**YOUR OBJECTIVE**
If a picture appears in the records, skip it; copy everything else exactly.
[Opening DATA RECORDS section]
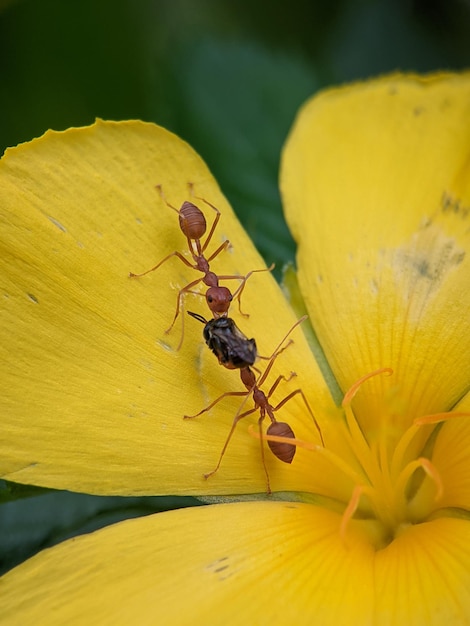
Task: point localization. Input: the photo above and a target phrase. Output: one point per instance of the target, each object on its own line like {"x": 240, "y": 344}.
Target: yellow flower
{"x": 375, "y": 527}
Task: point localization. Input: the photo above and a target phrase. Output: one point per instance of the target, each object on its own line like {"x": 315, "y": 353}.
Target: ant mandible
{"x": 283, "y": 451}
{"x": 193, "y": 225}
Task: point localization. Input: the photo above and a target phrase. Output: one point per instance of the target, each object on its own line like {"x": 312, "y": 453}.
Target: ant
{"x": 193, "y": 225}
{"x": 232, "y": 348}
{"x": 283, "y": 451}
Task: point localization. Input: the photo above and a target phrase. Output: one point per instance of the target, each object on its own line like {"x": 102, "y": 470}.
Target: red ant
{"x": 193, "y": 225}
{"x": 283, "y": 451}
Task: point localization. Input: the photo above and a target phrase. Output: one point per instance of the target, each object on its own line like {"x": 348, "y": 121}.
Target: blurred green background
{"x": 226, "y": 76}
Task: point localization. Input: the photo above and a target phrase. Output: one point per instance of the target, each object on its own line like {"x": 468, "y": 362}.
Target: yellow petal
{"x": 450, "y": 456}
{"x": 92, "y": 396}
{"x": 376, "y": 184}
{"x": 423, "y": 577}
{"x": 252, "y": 563}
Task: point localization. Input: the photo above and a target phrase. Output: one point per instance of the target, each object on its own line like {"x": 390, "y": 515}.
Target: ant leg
{"x": 241, "y": 287}
{"x": 278, "y": 351}
{"x": 236, "y": 419}
{"x": 278, "y": 380}
{"x": 152, "y": 269}
{"x": 263, "y": 461}
{"x": 289, "y": 397}
{"x": 160, "y": 191}
{"x": 216, "y": 401}
{"x": 179, "y": 305}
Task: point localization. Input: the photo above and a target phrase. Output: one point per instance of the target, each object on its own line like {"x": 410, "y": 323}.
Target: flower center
{"x": 388, "y": 477}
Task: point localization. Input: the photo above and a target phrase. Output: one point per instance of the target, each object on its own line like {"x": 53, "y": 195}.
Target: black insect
{"x": 231, "y": 347}
{"x": 283, "y": 451}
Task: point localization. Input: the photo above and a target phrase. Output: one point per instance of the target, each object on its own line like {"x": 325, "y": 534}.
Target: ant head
{"x": 218, "y": 300}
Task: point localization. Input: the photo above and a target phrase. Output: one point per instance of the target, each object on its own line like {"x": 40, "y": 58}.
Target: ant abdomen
{"x": 284, "y": 451}
{"x": 192, "y": 220}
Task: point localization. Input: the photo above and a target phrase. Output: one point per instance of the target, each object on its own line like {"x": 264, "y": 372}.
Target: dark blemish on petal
{"x": 57, "y": 223}
{"x": 451, "y": 204}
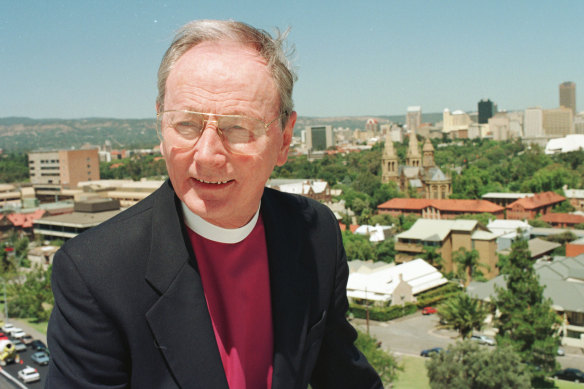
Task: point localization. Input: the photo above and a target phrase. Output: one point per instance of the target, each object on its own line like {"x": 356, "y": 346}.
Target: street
{"x": 411, "y": 334}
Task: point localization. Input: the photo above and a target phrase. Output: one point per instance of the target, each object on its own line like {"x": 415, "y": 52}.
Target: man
{"x": 213, "y": 281}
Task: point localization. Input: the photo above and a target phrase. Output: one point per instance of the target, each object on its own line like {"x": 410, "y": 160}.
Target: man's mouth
{"x": 212, "y": 182}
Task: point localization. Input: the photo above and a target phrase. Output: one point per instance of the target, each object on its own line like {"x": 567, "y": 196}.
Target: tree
{"x": 385, "y": 251}
{"x": 431, "y": 255}
{"x": 357, "y": 247}
{"x": 385, "y": 364}
{"x": 463, "y": 314}
{"x": 32, "y": 297}
{"x": 466, "y": 365}
{"x": 468, "y": 264}
{"x": 526, "y": 321}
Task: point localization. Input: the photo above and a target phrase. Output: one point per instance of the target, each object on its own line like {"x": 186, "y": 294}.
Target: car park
{"x": 7, "y": 328}
{"x": 27, "y": 339}
{"x": 38, "y": 345}
{"x": 429, "y": 352}
{"x": 483, "y": 339}
{"x": 40, "y": 357}
{"x": 19, "y": 346}
{"x": 570, "y": 374}
{"x": 429, "y": 311}
{"x": 18, "y": 334}
{"x": 29, "y": 374}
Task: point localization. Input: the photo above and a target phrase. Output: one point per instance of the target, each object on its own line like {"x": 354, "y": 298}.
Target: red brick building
{"x": 439, "y": 208}
{"x": 562, "y": 220}
{"x": 531, "y": 207}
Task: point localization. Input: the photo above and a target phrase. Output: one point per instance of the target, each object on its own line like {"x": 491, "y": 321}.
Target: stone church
{"x": 419, "y": 172}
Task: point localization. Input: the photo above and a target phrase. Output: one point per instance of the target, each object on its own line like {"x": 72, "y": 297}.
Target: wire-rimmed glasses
{"x": 240, "y": 134}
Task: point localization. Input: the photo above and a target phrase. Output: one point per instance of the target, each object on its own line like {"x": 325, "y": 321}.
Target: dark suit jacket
{"x": 130, "y": 311}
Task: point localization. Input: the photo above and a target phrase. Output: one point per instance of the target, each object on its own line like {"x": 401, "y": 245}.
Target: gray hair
{"x": 272, "y": 49}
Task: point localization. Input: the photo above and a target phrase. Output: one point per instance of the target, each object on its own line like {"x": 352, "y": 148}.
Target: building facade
{"x": 487, "y": 109}
{"x": 568, "y": 96}
{"x": 64, "y": 169}
{"x": 419, "y": 171}
{"x": 319, "y": 138}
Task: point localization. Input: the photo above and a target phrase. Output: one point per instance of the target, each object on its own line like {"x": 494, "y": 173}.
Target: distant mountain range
{"x": 21, "y": 134}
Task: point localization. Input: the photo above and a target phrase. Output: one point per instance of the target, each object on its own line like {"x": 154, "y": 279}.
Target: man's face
{"x": 224, "y": 78}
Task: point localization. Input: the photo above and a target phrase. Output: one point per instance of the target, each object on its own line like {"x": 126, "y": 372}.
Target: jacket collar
{"x": 180, "y": 320}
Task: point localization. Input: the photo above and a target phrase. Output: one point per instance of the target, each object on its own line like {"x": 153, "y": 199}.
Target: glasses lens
{"x": 240, "y": 134}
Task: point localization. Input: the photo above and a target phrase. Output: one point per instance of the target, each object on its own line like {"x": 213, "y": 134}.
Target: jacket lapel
{"x": 179, "y": 320}
{"x": 291, "y": 284}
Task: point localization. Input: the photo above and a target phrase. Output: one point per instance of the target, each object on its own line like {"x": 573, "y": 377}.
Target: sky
{"x": 82, "y": 58}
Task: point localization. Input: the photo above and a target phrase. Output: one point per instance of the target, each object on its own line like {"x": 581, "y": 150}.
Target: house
{"x": 504, "y": 199}
{"x": 507, "y": 231}
{"x": 534, "y": 206}
{"x": 375, "y": 233}
{"x": 385, "y": 284}
{"x": 575, "y": 248}
{"x": 315, "y": 189}
{"x": 563, "y": 282}
{"x": 576, "y": 197}
{"x": 439, "y": 208}
{"x": 448, "y": 236}
{"x": 562, "y": 220}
[Closing DATA RECORDS section]
**ANSWER**
Task: point localization. Input: the photo above and a target phrase. Output: one point per instance of the target, each object on its own line like {"x": 240, "y": 344}.
Target: yellow flower
{"x": 375, "y": 527}
Task: point localization. Input: the photo above and a target phrase. Output: one point per instance of the target, each object on its own line like {"x": 315, "y": 353}.
Target: ant mandible
{"x": 283, "y": 451}
{"x": 193, "y": 225}
Task: point localization. Input: the photo above and a target phrase. Output: one point per instance of the target, each object on its own line like {"x": 312, "y": 453}.
Target: ant
{"x": 193, "y": 225}
{"x": 232, "y": 348}
{"x": 283, "y": 451}
Task: point localization. Input: the photo above and a target phrase. Output: one point per instance of the target, each object on its own line like {"x": 102, "y": 470}.
Target: red ant
{"x": 193, "y": 225}
{"x": 283, "y": 451}
Task: point localization. Input: the photo above and a target phrase. Output: one point per instance of the target, each object on its own line like {"x": 348, "y": 121}.
Target: blurred green background
{"x": 226, "y": 76}
Task: point localization. Input: the photo above and a target phrase. Output: one point per instance of the target, each object on its own line like {"x": 468, "y": 362}.
Target: yellow petal
{"x": 450, "y": 456}
{"x": 92, "y": 396}
{"x": 376, "y": 184}
{"x": 423, "y": 577}
{"x": 252, "y": 563}
Task: point localization. Input: the photo above and a target phrase. Output: one point per instance of the target, each object on its own line like {"x": 390, "y": 515}.
Target: ant leg
{"x": 241, "y": 287}
{"x": 278, "y": 351}
{"x": 236, "y": 419}
{"x": 278, "y": 380}
{"x": 152, "y": 269}
{"x": 263, "y": 461}
{"x": 289, "y": 397}
{"x": 160, "y": 191}
{"x": 216, "y": 401}
{"x": 179, "y": 305}
Task: point localization. Input: the photo above and a target phrase. Output: one point per instance of the target, each object on its own line like {"x": 410, "y": 323}.
Target: flower center
{"x": 388, "y": 477}
Task: point localization. Input: the photo above and a target phrase. Output: one point per instance of the target, each object on its own line like {"x": 53, "y": 195}.
Target: black insect
{"x": 231, "y": 347}
{"x": 283, "y": 451}
Task: point localization. Input: the photo above and a target phrase. Output: one point per instance of the target, each object on its own line like {"x": 325, "y": 534}.
Target: ant head
{"x": 218, "y": 300}
Task: point localization. Input: the photo above and a target phrase. Output: one point per instance of the target, each object on its own line like {"x": 40, "y": 58}.
Target: ant abdomen
{"x": 284, "y": 451}
{"x": 192, "y": 220}
Task: point localization. Input: the photo above and a target phrase. Output: one point per instance of the target, each object on its own line like {"x": 264, "y": 372}.
Target: dark blemish on petal
{"x": 57, "y": 223}
{"x": 451, "y": 204}
Task: point localization. Input: the photo above and a target phrase. Output: one point per instance of the target, each object on its own line like {"x": 356, "y": 346}.
Target: street
{"x": 411, "y": 334}
Task: point localization. Input: the photo above and a target phrase. Output: one point per instance of the target, each object on its own line like {"x": 415, "y": 52}.
Target: man
{"x": 213, "y": 281}
Task: point localization. Input: the photo above and a target phrase. Output: one point per instance of the target, each object on its own line like {"x": 410, "y": 160}.
Target: man's mouth
{"x": 212, "y": 182}
Task: point localization. Input: the photo above and a target phrase. Output: one point per instance of the target, each object on its own line like {"x": 567, "y": 196}.
Target: tree
{"x": 385, "y": 251}
{"x": 431, "y": 255}
{"x": 357, "y": 247}
{"x": 385, "y": 364}
{"x": 463, "y": 314}
{"x": 32, "y": 297}
{"x": 466, "y": 365}
{"x": 468, "y": 264}
{"x": 526, "y": 321}
Task: point localization. Input: the photo above and a target phrase. Output: one point per instance of the target, each object on its own line like {"x": 186, "y": 294}.
Target: car park
{"x": 7, "y": 328}
{"x": 27, "y": 339}
{"x": 38, "y": 345}
{"x": 429, "y": 352}
{"x": 483, "y": 339}
{"x": 40, "y": 357}
{"x": 19, "y": 346}
{"x": 570, "y": 374}
{"x": 429, "y": 311}
{"x": 18, "y": 334}
{"x": 29, "y": 374}
Task: point localization. Input: the photo above and a target phrase. Output: one point per instance of the target, each object on its own line like {"x": 354, "y": 298}.
Target: red brick building
{"x": 439, "y": 208}
{"x": 562, "y": 220}
{"x": 531, "y": 207}
Task: point localization. Input: the photo above and a target phrase. Output: one point per instance of the target, each object on its own line like {"x": 491, "y": 321}.
Target: stone church
{"x": 419, "y": 172}
Task: point localization. Input: the photo above and a target phrase. Output: one point per instance of the target, each object on its own line like {"x": 72, "y": 297}.
Target: wire-rimmed glasses
{"x": 240, "y": 134}
Task: point localization. Input: the photo above and a target phrase. Output: one point per instance of the target, each object on its own line like {"x": 325, "y": 321}.
Target: dark suit jacket
{"x": 130, "y": 311}
Task: point localization. Input: the photo above and a target phrase. Output: one point per instance of the target, each object on its own line like {"x": 401, "y": 245}.
Target: gray hair
{"x": 272, "y": 49}
Task: point localization. Input: the photo above and a target phrase. Output: one point per instance of the target, each object on its own line like {"x": 352, "y": 148}.
Target: building facade
{"x": 487, "y": 109}
{"x": 568, "y": 96}
{"x": 64, "y": 169}
{"x": 419, "y": 171}
{"x": 319, "y": 138}
Task: point localization. Input: the photo above and a target phrase. Output: one point per instance of the target, each object on its own line like {"x": 494, "y": 173}.
Target: distant mountain range
{"x": 21, "y": 134}
Task: point localization. Input: the photo above and a target phrase. Output: one point per instance of the target, each object on its own line like {"x": 154, "y": 279}.
Target: man's face
{"x": 224, "y": 78}
Task: point localization. Input: the photo above and a target phrase. Output: one point per instance of the target, each object on its own line like {"x": 126, "y": 372}.
Target: jacket collar
{"x": 180, "y": 320}
Task: point localization. Input: the photo above and a target phrase. Output: one point per instance of the target, each object on its own line like {"x": 153, "y": 199}.
Target: glasses lens
{"x": 240, "y": 134}
Task: point localization. Input: the photo above and a target phrase. Output: one point per instance of the target, each object on its own line like {"x": 213, "y": 134}.
Target: jacket lapel
{"x": 179, "y": 320}
{"x": 291, "y": 284}
Task: point localization. Input: the photo above and a target phrase. Output: one point per instance of the target, each object on its own line like {"x": 573, "y": 377}.
Target: sky
{"x": 82, "y": 58}
Task: point localization. Input: the photo above and a target phrase. Output: one point per instance of the target, each object on its own line like {"x": 581, "y": 150}.
Target: house
{"x": 504, "y": 199}
{"x": 507, "y": 231}
{"x": 534, "y": 206}
{"x": 375, "y": 233}
{"x": 385, "y": 284}
{"x": 575, "y": 248}
{"x": 315, "y": 189}
{"x": 563, "y": 282}
{"x": 576, "y": 197}
{"x": 439, "y": 208}
{"x": 448, "y": 236}
{"x": 562, "y": 220}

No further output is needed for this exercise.